→ **DIRECTIONS FOR THIS TASK**:
Copy the data below exactly.

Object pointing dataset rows
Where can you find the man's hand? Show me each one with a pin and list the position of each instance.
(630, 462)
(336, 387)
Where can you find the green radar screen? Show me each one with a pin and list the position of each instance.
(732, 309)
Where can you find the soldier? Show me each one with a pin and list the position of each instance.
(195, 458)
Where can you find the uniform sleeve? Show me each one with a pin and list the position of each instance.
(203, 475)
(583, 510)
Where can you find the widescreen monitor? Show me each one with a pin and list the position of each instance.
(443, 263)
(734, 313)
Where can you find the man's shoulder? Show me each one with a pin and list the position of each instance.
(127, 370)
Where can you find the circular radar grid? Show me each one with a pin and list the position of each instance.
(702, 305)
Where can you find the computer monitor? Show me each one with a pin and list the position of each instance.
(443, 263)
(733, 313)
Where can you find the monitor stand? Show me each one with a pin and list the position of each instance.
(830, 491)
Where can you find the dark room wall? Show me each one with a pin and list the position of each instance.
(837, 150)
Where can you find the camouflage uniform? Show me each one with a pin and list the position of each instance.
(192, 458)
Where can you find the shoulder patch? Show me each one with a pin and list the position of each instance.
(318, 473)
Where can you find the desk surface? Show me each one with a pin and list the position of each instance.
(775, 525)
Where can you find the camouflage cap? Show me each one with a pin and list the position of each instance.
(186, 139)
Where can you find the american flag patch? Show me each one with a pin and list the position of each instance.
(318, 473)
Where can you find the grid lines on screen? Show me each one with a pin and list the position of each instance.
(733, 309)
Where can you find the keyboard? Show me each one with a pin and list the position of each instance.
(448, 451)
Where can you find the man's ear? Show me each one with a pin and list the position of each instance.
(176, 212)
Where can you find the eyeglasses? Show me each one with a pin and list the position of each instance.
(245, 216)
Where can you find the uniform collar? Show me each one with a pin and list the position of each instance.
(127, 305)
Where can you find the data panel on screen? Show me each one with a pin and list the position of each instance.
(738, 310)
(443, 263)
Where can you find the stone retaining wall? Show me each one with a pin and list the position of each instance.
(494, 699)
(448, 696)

→ **RESPONSE**:
Where can you find the man's hand? Show me each one with a pin and list the position of each instance.
(630, 462)
(336, 387)
Where can you find the green radar screen? Show me each one with a pin and list the position of each instance.
(732, 309)
Where can you find the soldier? Show me each one with a pin and list the position of each instance.
(195, 458)
Where can you find the uniform sleeve? Show me each one with a pin and list the position of each instance.
(203, 475)
(583, 510)
Where can you find the widescreen monitor? Show me each one with a pin and list the position of each instance.
(443, 263)
(734, 313)
Where can you find the man's shoulder? Show me each one with a pin and list the position of each instance.
(127, 370)
Where can you find the circular radar grid? Show me each one with a pin and list the position of each instance.
(702, 305)
Where can you find the computer monitor? Show me each one with a pin and list the position of each instance.
(443, 263)
(733, 313)
Where can you find the monitor stand? Show me each one with a pin and list the position of each instance.
(830, 491)
Where can you find the dark room wall? Show me each one with a pin and list the position of each instance.
(837, 150)
Where can you find the camouflage uniform? Show me each one with a pin and list the position of each instance.
(192, 458)
Where can you find the shoulder patch? Show me each one with a pin and list the position of each instance.
(318, 473)
Where can you find the desk surface? Show me each one with a pin and list the position of each instance.
(775, 525)
Where can you find the camouflage cap? Show me each one with a pin and list the position of each instance.
(186, 139)
Where can you find the american flag patch? Show me each one with a pin and list the position of each instance.
(318, 473)
Where can you find the grid lines on screen? Show me each one with a pin and list the position of each instance.
(733, 309)
Where can you find the keyboard? Show me each one with a pin and list the position of each instance.
(448, 451)
Where can you find the man's ear? Show me each one with a pin and list the position of each instance.
(176, 212)
Where can you find the eyeglasses? Show me each one with a pin and list the position of each instance.
(245, 216)
Where can you find the uniform collar? Show me each one with a pin and list the position of each instance.
(127, 305)
Where can you find the data panel on screen? Show me each one with a pin and list the position of each instance.
(738, 310)
(443, 263)
Where can you find the stone retaining wall? Show me each one with a pin and list the position of each instance.
(494, 699)
(448, 696)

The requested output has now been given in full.